● **EXERCISE DIRECTIONS**: Type out the data again. Keep every line exactly the same.
------ SOURCE INFORMATION ------
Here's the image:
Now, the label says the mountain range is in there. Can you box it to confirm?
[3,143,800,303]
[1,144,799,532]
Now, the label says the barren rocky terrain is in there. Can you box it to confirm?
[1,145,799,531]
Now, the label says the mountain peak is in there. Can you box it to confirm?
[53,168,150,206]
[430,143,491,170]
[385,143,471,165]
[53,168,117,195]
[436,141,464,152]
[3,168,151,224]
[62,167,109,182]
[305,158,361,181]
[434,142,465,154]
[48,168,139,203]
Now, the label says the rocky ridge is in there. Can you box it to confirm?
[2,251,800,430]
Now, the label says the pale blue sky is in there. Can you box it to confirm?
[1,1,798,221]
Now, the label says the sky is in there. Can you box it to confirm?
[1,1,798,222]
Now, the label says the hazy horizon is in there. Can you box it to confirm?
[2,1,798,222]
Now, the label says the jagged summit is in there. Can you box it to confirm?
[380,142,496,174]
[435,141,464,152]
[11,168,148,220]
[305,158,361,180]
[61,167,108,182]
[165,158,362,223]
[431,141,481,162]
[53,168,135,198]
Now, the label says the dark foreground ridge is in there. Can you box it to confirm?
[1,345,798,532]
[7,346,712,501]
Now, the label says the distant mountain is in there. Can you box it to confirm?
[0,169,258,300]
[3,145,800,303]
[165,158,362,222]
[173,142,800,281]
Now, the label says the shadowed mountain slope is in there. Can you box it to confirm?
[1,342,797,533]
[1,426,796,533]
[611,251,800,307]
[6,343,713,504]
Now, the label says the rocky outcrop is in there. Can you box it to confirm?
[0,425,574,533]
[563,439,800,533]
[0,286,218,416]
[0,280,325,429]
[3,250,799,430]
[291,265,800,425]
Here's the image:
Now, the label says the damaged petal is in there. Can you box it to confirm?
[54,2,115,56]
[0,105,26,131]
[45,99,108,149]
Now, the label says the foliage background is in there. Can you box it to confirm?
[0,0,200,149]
------
● **SOLUTION TO THE PROBLEM**:
Here's the image:
Now, the label says the mountain range is in there. Can you box it to confirm?
[3,143,800,303]
[1,144,799,532]
Now, the label says the barren rocky terrain is in there. Can you box it to confirm?
[1,145,799,531]
Now, the label says the mountain peak is in there. Can you box it to confirm?
[53,168,150,206]
[430,143,491,170]
[385,143,471,165]
[53,168,117,195]
[436,141,464,152]
[3,168,151,224]
[62,167,109,182]
[305,158,361,181]
[434,142,465,154]
[48,168,139,203]
Now, the label says the rocky ridge is in there. Can you box it to confirm?
[2,251,800,430]
Now, the label says the pale blue sky is in there. Can you box it to confirm?
[1,1,798,221]
Now, the label says the sky is in there. Can you box it to confirm?
[1,1,798,222]
Now, the label says the hazy horizon is in there. Can you box it to confirm?
[2,1,798,222]
Now, the label says the jagged summit is in there. Can you box it to confirm?
[380,142,496,174]
[435,141,464,152]
[11,168,148,220]
[305,158,361,180]
[61,167,108,182]
[165,158,362,223]
[431,141,481,162]
[53,168,135,198]
Now, the label says the dark foreground ridge is in there. Can you box it to confirm?
[1,345,798,532]
[7,346,712,501]
Now, the label says the distant mountain is in there. Can you box it to confirm?
[0,169,258,300]
[3,145,800,303]
[165,158,362,222]
[173,142,800,281]
Now, the label says the shadowed mountain slope is in there. Can you box it to confirm?
[1,342,797,533]
[1,426,796,533]
[611,251,800,307]
[6,343,713,504]
Now, the label says the rocky outcrop is in there. Can you box it to confirm?
[0,425,574,533]
[563,439,800,533]
[0,286,218,416]
[0,280,325,429]
[3,250,799,430]
[291,265,800,425]
Here's the image:
Now, the label says the damaged petal is in there. Can you box it to confirm?
[54,2,115,56]
[0,105,26,131]
[45,99,108,149]
Now, the label says the foliage background is in there. Can you box it to confirm?
[0,0,200,149]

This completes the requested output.